[Data extracted from a collection]
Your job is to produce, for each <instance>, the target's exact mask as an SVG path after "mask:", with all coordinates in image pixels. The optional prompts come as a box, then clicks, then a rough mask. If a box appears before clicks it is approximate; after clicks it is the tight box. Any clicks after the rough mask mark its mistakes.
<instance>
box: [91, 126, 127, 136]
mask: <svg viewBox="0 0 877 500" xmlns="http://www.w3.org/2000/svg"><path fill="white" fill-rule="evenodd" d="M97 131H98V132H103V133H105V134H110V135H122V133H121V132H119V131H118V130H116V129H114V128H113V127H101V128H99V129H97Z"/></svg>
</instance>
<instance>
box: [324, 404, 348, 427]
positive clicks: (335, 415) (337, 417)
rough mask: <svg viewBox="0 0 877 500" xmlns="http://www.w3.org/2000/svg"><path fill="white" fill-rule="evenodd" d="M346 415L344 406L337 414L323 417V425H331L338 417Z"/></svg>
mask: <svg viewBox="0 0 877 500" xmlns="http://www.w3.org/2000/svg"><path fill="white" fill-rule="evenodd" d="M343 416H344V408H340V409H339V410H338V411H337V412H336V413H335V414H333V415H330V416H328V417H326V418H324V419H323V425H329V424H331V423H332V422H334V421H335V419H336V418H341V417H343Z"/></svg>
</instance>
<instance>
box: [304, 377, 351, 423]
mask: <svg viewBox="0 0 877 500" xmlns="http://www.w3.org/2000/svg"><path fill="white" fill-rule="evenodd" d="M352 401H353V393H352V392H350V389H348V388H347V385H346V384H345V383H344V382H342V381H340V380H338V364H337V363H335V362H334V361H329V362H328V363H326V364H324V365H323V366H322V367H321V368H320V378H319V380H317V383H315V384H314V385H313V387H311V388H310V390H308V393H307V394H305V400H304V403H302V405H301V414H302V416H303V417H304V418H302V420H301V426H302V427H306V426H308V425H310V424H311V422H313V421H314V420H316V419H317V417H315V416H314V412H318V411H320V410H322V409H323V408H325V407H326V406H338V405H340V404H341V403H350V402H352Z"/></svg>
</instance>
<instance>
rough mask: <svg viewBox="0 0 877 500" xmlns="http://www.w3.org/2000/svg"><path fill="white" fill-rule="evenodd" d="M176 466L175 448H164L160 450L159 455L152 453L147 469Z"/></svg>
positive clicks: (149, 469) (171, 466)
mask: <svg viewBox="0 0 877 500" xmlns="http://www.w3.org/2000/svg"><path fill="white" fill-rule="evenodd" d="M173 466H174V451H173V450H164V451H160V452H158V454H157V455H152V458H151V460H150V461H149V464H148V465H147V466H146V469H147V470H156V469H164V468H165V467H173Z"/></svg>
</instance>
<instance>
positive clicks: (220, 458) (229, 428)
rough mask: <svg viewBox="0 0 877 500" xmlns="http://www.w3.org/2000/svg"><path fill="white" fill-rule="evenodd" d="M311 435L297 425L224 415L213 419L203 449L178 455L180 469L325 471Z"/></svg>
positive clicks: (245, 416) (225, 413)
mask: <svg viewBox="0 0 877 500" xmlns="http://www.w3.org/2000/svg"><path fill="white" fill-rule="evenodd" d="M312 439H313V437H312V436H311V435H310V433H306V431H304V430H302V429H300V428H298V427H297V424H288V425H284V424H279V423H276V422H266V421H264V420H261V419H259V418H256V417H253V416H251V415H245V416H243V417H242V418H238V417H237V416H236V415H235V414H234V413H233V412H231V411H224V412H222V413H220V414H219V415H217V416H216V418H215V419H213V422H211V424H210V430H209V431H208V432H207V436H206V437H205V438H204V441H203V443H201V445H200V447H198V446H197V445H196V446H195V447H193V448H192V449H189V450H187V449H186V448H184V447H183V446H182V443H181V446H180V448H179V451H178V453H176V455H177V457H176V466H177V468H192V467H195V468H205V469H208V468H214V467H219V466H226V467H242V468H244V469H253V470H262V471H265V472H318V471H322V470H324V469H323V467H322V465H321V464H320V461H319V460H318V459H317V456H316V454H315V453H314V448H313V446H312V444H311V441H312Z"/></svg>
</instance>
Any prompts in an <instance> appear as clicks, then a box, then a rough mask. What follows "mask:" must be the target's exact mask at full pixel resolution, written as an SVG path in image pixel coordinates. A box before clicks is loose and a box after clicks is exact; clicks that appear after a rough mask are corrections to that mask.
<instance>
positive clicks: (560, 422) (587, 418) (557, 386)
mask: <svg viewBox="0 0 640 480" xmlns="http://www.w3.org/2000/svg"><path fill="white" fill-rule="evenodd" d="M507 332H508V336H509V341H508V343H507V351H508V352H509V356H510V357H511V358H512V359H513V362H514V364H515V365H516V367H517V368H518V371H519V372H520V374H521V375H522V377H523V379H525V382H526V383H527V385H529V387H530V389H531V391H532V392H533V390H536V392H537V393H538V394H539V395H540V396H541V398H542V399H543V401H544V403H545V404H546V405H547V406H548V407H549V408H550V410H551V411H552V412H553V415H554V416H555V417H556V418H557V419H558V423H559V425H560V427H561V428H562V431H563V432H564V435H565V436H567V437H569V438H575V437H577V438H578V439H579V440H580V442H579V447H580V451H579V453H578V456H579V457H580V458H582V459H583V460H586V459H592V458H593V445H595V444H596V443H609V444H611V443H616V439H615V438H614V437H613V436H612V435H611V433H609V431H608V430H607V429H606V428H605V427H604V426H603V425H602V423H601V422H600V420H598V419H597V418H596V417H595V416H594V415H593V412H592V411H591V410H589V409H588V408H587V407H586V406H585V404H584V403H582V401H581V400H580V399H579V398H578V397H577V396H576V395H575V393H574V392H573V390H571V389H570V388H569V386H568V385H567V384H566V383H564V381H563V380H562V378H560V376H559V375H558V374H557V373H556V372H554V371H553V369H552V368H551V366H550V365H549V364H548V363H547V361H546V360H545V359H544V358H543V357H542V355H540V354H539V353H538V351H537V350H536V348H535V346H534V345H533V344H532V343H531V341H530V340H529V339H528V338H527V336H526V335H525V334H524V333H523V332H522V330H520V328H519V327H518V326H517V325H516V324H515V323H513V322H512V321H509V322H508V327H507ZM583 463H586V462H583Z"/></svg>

**Problem requirements:** Your job is to print exactly the lines that run from the top of the entries through the line with "box: [324, 404, 348, 427]", and no others.

**Response for this exercise:**
Your job is to produce, for each <instance>, the target's exact mask as an SVG path after "mask:", with all coordinates in image pixels. The optional prompts come as a box, then clicks, then a rough mask. If a box appears before clicks it is approximate; after clicks it is the tight box. Any clicks after the rough mask mark its mistakes.
<instance>
box: [91, 126, 127, 136]
mask: <svg viewBox="0 0 877 500" xmlns="http://www.w3.org/2000/svg"><path fill="white" fill-rule="evenodd" d="M97 131H98V132H103V133H105V134H110V135H122V133H121V132H119V131H118V130H116V129H114V128H113V127H101V128H99V129H97Z"/></svg>
</instance>
<instance>
box: [324, 404, 348, 427]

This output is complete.